Thursday, March 17, 2005

Conversations with GH

ericalooking: so btw i spoke with d (of g and d) about Motorcycle Boy
GH: how is he doing? I hear he's thinking of running
ericalooking: she said not good. She said that he disappeared, leaving all his shit there, and hasnt spoken to them in a week or so, and they are fearing the worst
ericalooking: she gave me his cell number but it was prepaid and its dead now
GH: everyone I've talked to that has seen him out basically says he's still a junkie and anything he promises you should assume is a lie
GH: so as much as it pains me, he brought this unto himself
ericalooking: i know. i dont know what i was thinking, thinking i could speak to him
ericalooking: im sort of glad i didnt reach him
GH: well, it's kind of funny, the relationship he and I have
GH: if he's being good, he's proud and happy to talk to me..
GH: if he's either dealing with douchebages, or on the dope, he's ashamed to talk to me
GH: so I have an inkling before he even says anything.. I wish he could straighten the shit out
ericalooking: me too.
ericalooking: sigh
GH: do you ever think, that if you were to abandon nofan, back in those times, things could have worked out?
ericalooking: sometimes. But I also know although we had a very deep connection, we had spent very VERY little physical time together before deciding we were soulmates
GH: HELLO
GH: you two would be perfect together, that's the saddest part
ericalooking: go ahead
GH: you could save each other.. but he thinks he's a gangster, and you think you're a JAP
ericalooking: rub ut in
GH: I don't mean to be a dick
GH: but it's just sad
ericalooking: christ
GH: he's not a bad guy, you're not a bad girl
GH: it hurts me to watch you both suffer :(
ericalooking: im not sure i could save him, nor would i want that on my shoulders
GH: well if you don't want that on your shoulders... you're not right for him
GH: he probably doesn't want some aspects of your personality on your shoulders either, but life is a balance and a comprimise
ericalooking: i mean, when i put together a list of characteristics desired in a potential mate junkie is just not on the list
ericalooking: scares me
ericalooking: mousegirl couldnt stop him, what makes you think i could
GH: you had a far deeper connection
GH: I still talk to mousegirl
GH: she is a nice kid, I think fondly of her
GH: but I don't think she is proactive enough
GH: you had Motorcycle Boy by the balls
ericalooking: damnit
ericalooking: what can i do?
ericalooking: is this all just crying over spilt milk?
GH: depends
GH: I mean everytime I talk to you, you act like it's all him being a pussy
GH: if you reciprocated those feelings it'd be a different story
GH: but if you think he's a whiney bitch-fag, that's ok too.. just means something different
ericalooking: him being a pussy?
GH: yeah
ericalooking: what is all him being a pussy?
GH: in the 18 years I've known the kid, I've never heard him profess his love to a girl to that degree before
GH: you tore that kid up
GH: you know he's jewish too right?
ericalooking: STOP
ericalooking: heh.
ericalooking: i felt something so amazing with him, but at the time he was with mb's ex gf.
GH: yeah but it was obvious mb's ex gf wasn't right for him
ericalooking: i treated him very badly
ericalooking: and i realize a lot of the things he said about me that i didn't want to hear were/are true.

Data lines:
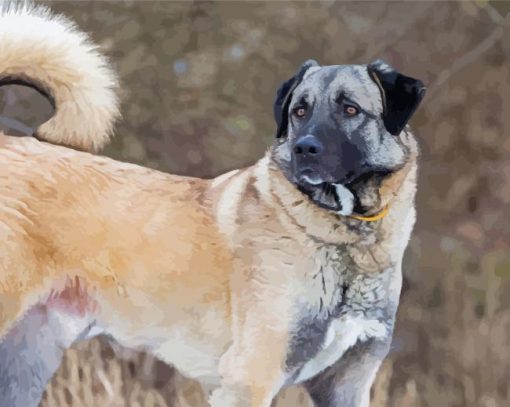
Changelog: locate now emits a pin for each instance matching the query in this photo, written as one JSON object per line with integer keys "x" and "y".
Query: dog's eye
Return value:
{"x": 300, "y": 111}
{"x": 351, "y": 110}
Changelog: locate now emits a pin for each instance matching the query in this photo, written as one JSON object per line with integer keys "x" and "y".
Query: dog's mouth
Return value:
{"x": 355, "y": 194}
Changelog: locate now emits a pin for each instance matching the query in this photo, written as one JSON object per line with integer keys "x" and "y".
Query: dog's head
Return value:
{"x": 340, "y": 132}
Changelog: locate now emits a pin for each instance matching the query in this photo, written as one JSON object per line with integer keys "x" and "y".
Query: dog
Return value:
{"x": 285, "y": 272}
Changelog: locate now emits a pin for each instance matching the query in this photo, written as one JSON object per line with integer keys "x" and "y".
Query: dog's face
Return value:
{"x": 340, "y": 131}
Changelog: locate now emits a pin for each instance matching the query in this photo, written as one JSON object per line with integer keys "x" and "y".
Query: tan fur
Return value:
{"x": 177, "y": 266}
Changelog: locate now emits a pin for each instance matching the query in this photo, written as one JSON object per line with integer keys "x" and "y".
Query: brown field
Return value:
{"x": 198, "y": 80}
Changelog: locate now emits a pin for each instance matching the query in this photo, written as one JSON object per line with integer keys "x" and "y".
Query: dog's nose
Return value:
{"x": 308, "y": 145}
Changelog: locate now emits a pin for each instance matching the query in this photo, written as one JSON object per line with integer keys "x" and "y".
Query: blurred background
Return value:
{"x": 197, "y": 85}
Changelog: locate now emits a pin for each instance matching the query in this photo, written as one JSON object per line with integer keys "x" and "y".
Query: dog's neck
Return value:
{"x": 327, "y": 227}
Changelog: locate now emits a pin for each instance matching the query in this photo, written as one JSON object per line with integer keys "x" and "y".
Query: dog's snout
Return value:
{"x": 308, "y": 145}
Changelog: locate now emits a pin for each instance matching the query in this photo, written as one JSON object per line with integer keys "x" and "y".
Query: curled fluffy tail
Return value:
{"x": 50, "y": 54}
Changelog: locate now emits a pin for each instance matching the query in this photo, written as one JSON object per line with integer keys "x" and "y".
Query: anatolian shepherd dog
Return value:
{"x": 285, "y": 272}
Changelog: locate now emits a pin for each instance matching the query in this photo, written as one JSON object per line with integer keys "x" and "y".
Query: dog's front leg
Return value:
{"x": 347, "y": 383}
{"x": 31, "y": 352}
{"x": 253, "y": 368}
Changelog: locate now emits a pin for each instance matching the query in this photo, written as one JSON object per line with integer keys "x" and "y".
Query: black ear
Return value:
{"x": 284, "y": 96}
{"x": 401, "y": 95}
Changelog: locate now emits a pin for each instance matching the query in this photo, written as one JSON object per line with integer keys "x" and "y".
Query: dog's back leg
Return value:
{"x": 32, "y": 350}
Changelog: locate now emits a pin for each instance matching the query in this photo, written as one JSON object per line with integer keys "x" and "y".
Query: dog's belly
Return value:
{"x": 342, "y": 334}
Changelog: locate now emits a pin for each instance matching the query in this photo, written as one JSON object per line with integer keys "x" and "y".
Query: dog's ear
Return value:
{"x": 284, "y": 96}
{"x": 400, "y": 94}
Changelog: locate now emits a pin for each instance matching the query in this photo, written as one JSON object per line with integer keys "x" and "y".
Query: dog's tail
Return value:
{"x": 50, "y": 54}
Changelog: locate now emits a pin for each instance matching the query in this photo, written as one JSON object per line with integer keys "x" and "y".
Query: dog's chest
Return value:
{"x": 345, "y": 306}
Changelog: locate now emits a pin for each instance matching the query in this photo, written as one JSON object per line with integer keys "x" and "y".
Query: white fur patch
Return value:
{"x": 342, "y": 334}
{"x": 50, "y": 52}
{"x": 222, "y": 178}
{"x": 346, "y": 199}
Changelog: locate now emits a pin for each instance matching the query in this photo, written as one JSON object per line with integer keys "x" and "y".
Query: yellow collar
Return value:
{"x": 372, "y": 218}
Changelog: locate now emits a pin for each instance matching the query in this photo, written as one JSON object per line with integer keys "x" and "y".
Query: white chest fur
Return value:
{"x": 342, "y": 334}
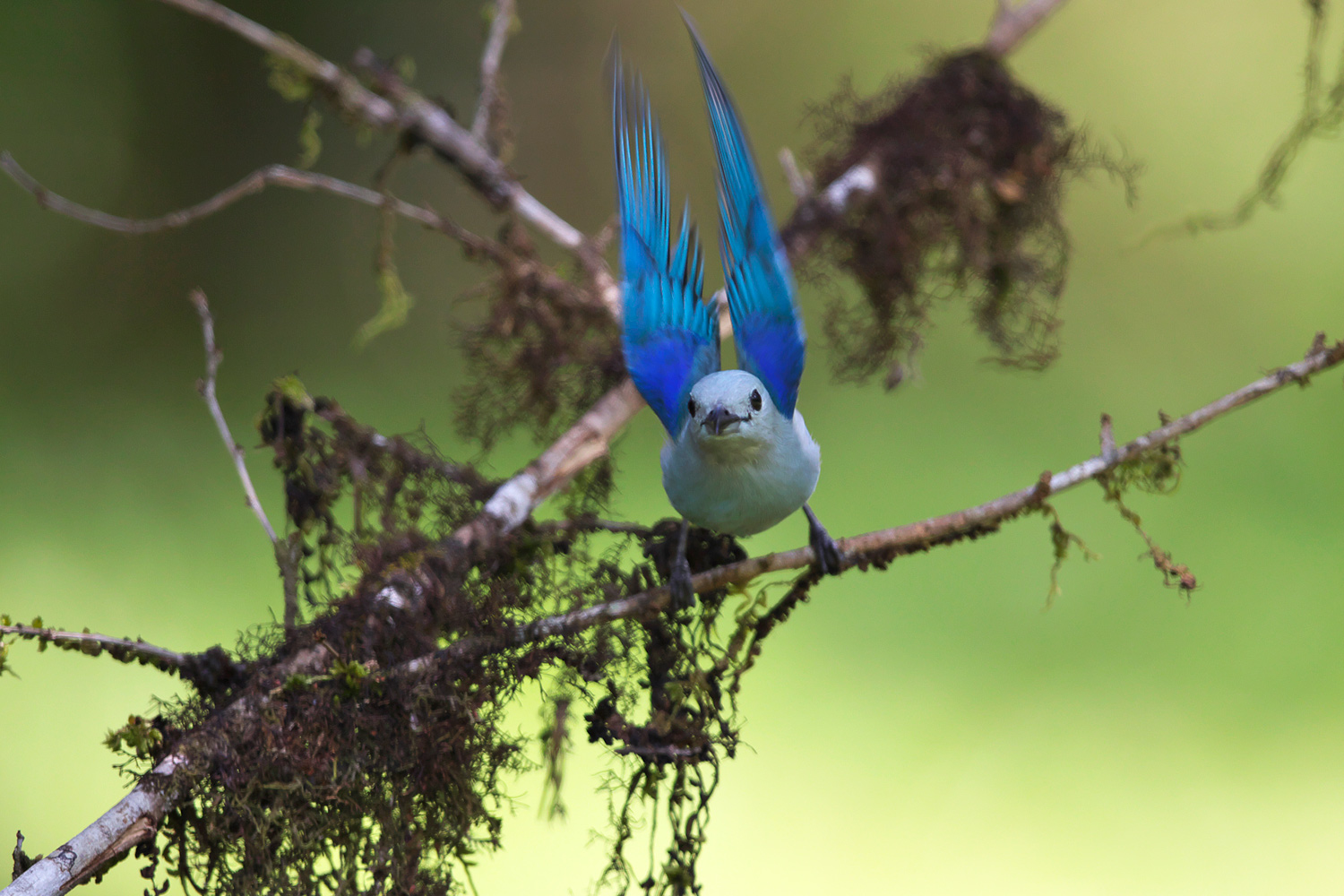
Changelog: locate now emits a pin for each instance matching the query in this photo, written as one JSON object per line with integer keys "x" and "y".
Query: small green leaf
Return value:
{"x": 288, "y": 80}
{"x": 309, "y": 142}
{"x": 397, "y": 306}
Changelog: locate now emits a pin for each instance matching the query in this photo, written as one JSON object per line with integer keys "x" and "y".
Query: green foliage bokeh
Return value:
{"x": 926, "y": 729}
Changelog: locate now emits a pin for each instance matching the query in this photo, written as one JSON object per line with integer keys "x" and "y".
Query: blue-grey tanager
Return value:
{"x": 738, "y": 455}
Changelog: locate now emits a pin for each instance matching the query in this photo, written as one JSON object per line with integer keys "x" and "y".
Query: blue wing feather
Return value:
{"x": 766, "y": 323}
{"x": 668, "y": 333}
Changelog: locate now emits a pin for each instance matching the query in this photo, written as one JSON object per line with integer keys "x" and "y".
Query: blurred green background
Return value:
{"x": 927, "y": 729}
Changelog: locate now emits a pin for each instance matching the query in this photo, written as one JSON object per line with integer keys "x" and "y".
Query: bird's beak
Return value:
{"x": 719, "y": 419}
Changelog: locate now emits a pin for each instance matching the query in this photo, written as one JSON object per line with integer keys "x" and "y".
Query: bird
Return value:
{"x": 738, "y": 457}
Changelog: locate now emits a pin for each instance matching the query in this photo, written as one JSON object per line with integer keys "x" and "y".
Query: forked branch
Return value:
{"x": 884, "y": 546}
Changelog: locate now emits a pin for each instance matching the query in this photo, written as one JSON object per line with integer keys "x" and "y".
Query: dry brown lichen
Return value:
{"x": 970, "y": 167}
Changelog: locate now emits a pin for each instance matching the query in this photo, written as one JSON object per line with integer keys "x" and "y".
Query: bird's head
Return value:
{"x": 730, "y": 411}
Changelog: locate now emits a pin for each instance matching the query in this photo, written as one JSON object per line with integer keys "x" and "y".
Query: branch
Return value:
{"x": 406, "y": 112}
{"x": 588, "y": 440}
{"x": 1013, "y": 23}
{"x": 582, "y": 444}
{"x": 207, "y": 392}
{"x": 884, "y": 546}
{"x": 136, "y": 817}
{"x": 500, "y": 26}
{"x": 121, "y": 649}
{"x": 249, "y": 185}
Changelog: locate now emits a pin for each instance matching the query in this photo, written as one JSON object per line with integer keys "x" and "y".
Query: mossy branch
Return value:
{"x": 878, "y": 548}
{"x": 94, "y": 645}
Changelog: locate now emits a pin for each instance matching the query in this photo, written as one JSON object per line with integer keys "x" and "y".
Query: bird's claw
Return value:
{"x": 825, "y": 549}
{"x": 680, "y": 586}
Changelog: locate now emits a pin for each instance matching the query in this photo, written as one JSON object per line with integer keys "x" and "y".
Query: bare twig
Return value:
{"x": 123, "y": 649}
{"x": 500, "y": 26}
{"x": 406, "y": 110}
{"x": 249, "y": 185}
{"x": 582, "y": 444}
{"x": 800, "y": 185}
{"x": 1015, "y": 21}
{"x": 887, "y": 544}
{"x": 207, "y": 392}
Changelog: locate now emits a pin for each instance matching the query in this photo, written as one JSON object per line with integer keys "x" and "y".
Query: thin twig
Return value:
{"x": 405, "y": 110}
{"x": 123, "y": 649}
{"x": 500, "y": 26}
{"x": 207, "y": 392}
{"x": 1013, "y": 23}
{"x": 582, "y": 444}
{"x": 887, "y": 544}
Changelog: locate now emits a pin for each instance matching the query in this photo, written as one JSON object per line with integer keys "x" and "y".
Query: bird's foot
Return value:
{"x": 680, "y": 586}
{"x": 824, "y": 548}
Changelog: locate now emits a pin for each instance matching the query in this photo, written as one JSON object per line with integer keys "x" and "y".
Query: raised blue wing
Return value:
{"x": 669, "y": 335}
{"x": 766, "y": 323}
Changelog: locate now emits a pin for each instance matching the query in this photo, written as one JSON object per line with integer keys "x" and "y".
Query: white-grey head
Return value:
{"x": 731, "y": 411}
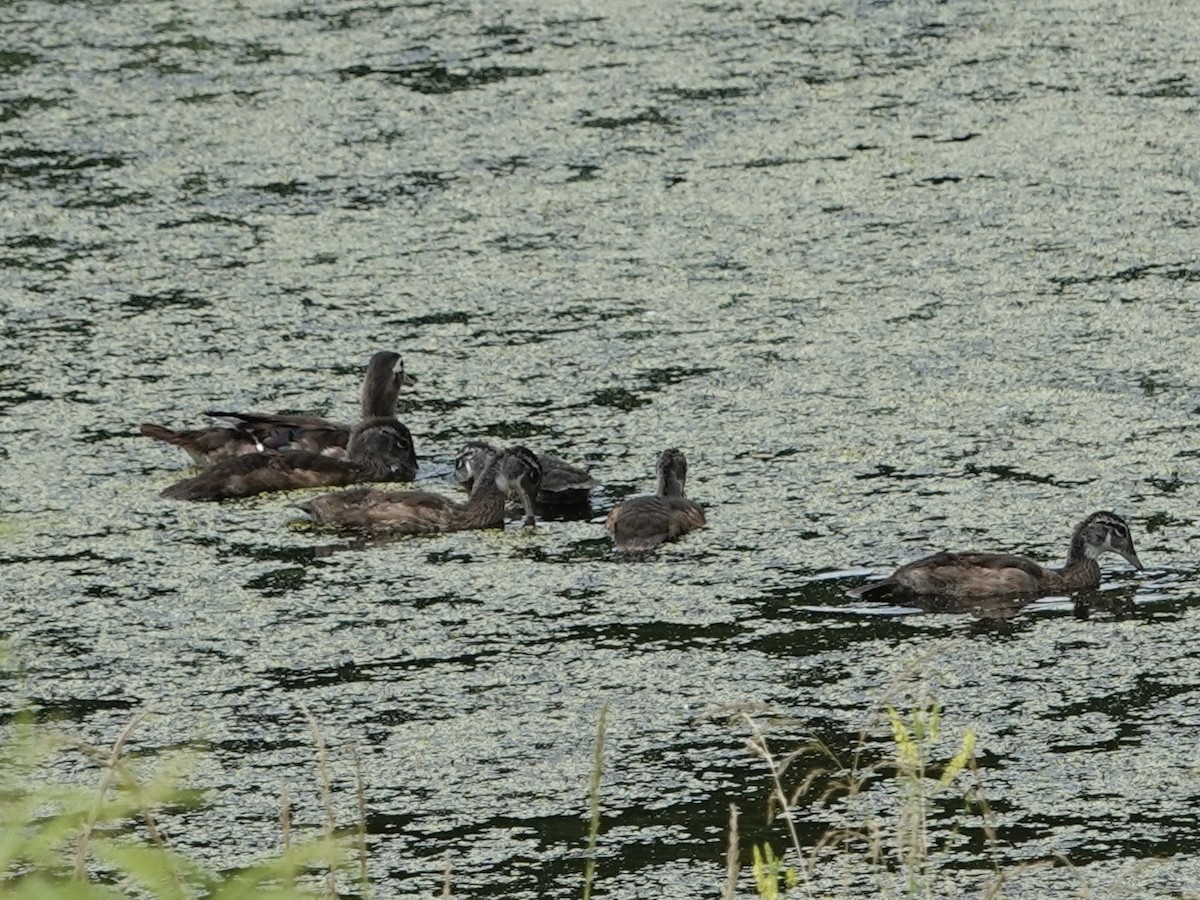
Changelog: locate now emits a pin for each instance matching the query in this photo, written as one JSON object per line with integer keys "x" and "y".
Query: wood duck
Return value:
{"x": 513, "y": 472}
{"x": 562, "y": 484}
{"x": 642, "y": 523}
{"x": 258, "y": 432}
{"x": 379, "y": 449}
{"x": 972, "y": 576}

Exercise requirements:
- a) In the conversation, translate this sentence into Spanish: "in the 18 years I've known the kid, I've never heard him profess his love to a girl to that degree before"
- b) Answer these questions from the conversation:
(i) For how many years has GH known Motorcycle Boy?
(ii) What was wrong with the cell number that ericalooking was given?
(iii) For how long has Motorcycle Boy not spoken to d and g, according to what d said?
- c) Decide whether each statement agrees with the conversation. Answer yes or no, and quote the words that decide it.
(i) GH still talks to mousegirl.
(ii) ericalooking regrets not having reached Motorcycle Boy.
(iii) GH considers mousegirl proactive enough.

Answers in order:
- a) En los 18 años que conozco al chico, nunca lo había oído declararle su amor a una chica hasta ese punto.

- b)
(i) 18 years.
(ii) It was prepaid, and it is dead now.
(iii) A week or so.

- c)
(i) Yes: "I still talk to mousegirl"
(ii) No: "im sort of glad i didnt reach him"
(iii) No: "but I don't think she is proactive enough"